- [Exercise prompt]
Could you give the data that follows again exactly, without its pictures?

- [Record set]

==========

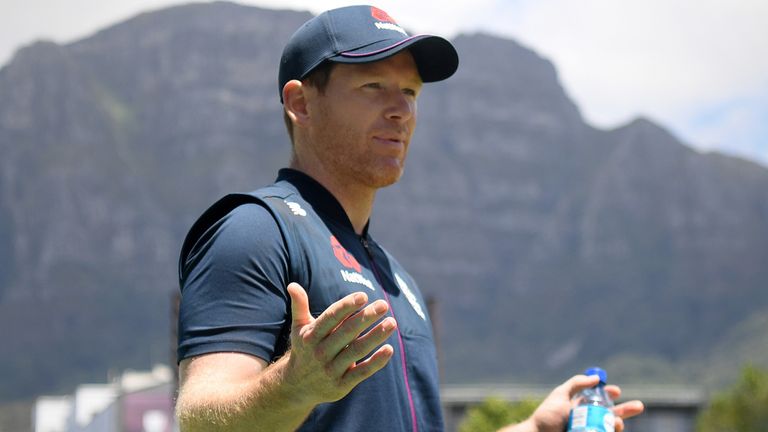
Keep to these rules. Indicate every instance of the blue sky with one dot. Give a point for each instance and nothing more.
(697, 67)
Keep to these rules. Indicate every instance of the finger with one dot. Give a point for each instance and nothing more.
(335, 314)
(346, 332)
(363, 370)
(629, 409)
(299, 305)
(364, 345)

==========

- [Solution to the problem]
Keep to these rules. Indicate every instance of the blue sky with one dot. Give a point for each instance and nothing more.
(697, 67)
Keep to these rules. Indicate every instance of the finger with one dot. Give a point for each instance and nothing more.
(335, 314)
(346, 332)
(363, 370)
(629, 409)
(299, 305)
(364, 345)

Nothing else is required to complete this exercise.